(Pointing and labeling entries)
◇ ◇ ◇ ◇ ◇ ◇ ◇

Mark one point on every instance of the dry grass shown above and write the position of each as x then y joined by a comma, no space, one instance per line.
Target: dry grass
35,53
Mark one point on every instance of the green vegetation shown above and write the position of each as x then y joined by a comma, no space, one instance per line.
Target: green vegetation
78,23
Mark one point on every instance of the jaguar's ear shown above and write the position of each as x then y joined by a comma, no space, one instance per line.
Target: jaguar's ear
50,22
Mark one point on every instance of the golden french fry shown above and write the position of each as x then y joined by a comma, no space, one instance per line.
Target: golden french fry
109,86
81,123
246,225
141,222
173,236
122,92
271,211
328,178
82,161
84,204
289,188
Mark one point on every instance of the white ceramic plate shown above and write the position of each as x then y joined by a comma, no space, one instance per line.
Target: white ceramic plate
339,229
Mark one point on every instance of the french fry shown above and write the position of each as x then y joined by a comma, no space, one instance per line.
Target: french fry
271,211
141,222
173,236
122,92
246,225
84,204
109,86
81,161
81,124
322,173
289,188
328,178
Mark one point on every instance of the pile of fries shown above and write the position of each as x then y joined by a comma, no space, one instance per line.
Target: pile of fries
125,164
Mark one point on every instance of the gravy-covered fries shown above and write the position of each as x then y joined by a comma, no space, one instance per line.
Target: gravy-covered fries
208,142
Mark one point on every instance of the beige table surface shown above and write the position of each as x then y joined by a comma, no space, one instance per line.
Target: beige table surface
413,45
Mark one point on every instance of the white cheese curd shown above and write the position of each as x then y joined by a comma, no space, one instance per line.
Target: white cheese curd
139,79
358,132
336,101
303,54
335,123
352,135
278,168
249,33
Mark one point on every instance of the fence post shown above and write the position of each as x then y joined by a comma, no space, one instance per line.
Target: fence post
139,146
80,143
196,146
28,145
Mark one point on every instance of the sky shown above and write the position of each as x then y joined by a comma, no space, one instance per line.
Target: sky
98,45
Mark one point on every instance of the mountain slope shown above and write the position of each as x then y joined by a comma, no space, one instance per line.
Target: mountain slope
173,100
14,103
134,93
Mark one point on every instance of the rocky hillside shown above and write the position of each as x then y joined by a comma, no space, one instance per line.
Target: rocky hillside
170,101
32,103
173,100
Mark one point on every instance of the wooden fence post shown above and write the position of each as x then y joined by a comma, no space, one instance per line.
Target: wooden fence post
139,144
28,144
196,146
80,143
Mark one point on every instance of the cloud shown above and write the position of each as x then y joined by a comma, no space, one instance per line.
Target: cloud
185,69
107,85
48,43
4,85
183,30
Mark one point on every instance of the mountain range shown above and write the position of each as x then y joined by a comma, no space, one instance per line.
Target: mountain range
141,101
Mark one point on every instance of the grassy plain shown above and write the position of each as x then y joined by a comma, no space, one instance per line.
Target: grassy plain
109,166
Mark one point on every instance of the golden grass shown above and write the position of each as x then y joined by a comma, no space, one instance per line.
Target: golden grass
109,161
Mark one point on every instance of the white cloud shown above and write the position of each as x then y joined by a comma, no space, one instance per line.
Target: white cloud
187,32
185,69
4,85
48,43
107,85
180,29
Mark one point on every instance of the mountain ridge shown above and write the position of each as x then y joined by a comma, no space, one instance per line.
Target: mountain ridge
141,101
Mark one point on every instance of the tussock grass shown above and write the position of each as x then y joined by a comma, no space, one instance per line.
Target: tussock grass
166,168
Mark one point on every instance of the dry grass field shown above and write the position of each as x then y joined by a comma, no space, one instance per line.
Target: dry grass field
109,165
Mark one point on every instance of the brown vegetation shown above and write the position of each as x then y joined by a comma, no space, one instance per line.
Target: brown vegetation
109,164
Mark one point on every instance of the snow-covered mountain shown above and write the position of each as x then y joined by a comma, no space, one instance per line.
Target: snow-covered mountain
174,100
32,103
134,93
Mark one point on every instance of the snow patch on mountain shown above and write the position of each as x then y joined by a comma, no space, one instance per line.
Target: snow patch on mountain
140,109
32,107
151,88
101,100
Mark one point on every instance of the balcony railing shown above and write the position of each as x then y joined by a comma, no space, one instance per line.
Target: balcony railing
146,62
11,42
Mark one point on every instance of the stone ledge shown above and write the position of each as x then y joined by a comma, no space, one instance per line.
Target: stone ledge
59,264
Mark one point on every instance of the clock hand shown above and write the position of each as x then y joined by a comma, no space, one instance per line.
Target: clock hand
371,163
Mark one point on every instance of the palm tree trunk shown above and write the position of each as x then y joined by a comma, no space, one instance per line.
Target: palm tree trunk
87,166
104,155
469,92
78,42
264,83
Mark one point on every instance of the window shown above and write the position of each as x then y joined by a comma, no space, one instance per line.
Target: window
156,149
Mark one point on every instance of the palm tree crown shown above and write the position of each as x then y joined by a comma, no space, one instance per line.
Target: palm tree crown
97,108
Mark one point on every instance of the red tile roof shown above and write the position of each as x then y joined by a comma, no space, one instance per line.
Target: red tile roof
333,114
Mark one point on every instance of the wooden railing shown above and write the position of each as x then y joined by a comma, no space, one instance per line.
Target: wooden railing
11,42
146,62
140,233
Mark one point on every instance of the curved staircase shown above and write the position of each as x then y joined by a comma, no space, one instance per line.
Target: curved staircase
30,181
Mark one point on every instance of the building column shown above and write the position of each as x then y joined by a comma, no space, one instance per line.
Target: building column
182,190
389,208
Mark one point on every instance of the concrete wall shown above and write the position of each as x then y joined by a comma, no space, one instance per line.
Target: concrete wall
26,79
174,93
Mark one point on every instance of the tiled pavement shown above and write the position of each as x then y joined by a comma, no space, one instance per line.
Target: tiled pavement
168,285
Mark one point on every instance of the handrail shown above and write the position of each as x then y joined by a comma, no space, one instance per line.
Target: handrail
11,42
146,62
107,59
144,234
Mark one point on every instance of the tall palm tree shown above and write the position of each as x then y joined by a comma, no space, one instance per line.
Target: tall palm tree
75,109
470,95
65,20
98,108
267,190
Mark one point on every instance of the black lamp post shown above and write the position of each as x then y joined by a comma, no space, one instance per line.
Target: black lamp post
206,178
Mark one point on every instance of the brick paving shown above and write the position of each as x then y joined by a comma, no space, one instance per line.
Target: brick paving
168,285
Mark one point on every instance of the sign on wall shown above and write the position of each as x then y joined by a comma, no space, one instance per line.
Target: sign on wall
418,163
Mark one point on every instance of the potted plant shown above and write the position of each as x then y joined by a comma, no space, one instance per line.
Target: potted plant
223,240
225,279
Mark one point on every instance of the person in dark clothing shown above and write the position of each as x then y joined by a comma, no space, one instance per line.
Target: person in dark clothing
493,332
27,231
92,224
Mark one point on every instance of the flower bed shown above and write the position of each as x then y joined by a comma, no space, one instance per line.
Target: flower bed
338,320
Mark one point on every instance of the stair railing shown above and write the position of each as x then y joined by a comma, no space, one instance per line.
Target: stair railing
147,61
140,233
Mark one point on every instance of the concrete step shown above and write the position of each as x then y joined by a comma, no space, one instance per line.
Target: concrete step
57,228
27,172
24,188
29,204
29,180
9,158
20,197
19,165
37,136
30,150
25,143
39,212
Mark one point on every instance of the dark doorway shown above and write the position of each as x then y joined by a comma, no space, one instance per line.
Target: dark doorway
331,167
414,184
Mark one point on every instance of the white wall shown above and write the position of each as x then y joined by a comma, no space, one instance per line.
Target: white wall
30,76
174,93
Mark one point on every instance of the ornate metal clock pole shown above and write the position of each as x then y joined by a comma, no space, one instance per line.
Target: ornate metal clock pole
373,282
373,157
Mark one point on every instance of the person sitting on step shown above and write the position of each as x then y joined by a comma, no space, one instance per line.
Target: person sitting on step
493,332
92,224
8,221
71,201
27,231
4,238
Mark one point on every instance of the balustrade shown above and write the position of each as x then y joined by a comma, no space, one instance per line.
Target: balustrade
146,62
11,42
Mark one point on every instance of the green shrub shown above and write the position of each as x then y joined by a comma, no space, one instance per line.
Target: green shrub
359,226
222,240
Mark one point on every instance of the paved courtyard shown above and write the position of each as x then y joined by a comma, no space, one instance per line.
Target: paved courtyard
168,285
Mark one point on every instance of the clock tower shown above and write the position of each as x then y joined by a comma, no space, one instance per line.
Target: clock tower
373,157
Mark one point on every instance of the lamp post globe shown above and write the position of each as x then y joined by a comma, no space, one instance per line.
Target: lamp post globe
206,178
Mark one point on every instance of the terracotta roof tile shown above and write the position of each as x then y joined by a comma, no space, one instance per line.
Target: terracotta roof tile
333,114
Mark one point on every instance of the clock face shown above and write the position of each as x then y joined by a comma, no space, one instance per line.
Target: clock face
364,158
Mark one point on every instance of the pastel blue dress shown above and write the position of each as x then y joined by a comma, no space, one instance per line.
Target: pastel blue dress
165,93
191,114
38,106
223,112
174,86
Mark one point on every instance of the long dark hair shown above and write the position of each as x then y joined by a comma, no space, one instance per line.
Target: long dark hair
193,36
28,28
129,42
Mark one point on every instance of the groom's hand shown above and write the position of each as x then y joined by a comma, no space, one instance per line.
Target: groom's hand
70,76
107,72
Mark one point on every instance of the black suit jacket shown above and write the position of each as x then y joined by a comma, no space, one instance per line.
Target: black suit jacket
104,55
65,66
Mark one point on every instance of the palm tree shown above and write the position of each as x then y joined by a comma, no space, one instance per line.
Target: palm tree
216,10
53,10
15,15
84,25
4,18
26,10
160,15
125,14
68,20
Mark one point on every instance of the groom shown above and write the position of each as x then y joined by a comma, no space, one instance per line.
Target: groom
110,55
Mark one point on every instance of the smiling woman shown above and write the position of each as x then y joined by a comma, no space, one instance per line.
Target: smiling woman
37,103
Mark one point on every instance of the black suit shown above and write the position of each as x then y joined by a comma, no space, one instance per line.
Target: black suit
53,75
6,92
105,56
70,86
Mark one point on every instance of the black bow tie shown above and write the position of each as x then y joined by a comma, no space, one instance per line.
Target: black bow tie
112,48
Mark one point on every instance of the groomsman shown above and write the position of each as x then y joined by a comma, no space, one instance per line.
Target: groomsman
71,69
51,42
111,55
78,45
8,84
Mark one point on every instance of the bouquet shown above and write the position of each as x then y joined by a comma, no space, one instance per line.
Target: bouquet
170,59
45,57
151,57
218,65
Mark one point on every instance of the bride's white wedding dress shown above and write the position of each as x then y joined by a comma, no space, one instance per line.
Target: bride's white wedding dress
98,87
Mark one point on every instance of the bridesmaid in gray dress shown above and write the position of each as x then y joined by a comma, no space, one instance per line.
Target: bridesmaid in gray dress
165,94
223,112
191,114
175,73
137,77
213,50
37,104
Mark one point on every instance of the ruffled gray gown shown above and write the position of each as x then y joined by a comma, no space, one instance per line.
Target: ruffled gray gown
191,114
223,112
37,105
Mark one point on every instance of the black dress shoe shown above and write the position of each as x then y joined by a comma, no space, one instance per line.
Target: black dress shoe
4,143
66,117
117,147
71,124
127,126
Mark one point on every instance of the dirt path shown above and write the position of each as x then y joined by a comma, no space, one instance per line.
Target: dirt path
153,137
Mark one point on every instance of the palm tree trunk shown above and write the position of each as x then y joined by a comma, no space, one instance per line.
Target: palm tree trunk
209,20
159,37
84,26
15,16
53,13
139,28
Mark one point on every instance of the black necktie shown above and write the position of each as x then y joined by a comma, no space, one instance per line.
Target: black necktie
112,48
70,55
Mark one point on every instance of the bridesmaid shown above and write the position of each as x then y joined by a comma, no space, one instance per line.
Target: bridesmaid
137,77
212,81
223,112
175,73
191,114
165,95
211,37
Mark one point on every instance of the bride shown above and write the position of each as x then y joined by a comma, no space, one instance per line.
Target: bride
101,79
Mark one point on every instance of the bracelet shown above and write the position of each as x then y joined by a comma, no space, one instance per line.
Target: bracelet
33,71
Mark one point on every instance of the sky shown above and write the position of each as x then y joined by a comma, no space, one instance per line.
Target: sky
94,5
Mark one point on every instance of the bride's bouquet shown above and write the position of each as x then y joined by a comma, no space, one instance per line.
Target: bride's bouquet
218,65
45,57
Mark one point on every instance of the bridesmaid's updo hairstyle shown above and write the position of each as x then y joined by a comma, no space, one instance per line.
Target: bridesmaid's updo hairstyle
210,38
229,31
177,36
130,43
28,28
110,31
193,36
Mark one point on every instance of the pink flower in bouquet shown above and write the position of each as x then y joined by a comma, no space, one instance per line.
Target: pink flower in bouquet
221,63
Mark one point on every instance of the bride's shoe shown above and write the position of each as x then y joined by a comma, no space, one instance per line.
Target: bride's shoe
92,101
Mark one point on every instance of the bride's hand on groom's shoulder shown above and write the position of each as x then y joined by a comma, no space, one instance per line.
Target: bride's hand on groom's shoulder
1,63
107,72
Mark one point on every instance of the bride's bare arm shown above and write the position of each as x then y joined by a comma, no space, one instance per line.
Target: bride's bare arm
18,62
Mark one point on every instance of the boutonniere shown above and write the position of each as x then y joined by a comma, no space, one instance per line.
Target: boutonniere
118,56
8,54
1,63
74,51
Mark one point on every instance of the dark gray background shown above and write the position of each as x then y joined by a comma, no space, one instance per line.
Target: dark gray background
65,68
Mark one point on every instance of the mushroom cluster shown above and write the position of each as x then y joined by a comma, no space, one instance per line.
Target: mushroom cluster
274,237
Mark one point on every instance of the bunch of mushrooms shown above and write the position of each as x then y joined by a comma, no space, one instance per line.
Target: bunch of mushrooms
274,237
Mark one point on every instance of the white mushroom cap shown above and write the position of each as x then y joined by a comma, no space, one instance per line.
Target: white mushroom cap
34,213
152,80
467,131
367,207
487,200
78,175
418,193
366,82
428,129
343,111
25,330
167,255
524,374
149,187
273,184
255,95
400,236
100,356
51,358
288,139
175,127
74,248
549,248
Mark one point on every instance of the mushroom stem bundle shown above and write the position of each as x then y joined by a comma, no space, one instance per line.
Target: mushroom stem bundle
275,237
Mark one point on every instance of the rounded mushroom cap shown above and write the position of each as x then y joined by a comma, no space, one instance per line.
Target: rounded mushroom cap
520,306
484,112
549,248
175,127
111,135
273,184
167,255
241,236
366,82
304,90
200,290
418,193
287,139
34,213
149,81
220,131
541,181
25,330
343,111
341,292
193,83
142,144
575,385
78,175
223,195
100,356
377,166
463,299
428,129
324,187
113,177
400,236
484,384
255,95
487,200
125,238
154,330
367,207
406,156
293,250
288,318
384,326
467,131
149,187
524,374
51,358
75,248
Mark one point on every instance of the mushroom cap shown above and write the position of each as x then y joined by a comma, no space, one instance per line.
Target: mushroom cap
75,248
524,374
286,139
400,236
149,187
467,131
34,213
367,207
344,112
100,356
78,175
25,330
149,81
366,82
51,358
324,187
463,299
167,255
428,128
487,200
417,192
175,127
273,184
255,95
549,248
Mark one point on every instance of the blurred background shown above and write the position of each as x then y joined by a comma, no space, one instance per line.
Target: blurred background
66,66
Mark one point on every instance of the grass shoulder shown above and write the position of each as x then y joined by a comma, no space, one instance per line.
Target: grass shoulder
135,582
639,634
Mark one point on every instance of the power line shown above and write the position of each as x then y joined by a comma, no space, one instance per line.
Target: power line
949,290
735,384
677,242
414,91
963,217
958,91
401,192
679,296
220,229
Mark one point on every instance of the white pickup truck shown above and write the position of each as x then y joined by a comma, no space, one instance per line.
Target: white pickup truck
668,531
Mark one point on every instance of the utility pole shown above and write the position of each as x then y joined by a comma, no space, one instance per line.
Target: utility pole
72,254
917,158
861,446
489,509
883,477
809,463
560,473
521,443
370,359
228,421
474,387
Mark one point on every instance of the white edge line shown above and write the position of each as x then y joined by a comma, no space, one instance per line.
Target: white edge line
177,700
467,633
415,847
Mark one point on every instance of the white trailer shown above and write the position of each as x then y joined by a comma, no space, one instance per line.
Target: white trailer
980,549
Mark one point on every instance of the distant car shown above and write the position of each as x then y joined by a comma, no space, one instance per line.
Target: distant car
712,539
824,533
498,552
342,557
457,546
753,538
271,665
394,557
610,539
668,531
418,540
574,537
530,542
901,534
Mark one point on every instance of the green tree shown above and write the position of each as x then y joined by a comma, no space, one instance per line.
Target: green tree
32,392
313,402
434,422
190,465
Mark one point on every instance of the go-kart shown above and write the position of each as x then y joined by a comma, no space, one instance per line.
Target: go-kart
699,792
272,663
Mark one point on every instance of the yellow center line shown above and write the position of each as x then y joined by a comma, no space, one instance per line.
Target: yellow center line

◇ ◇ ◇ ◇ ◇ ◇ ◇

▶ Problem statement: Exact repetition is required for the lines from the one that contains "Mark one point on every instance of the green tree" through the final line; leave out everything else.

▶ Finished exercise:
Mark one point on every instance of the green tree shown above and write the position of each as x then y joined by a comma, no space, one instance per line.
Target: green tree
32,392
313,402
434,422
190,465
Mark one point on every instance of the go-kart shown above and write the position of each as x then y joined by a comma, no space, one instance per line.
Target: go-kart
699,792
272,663
Mark one point on every instance of the yellow center line shown above and write the position of each as x then y joined by a comma, no space, one instance per line.
Target: yellow center line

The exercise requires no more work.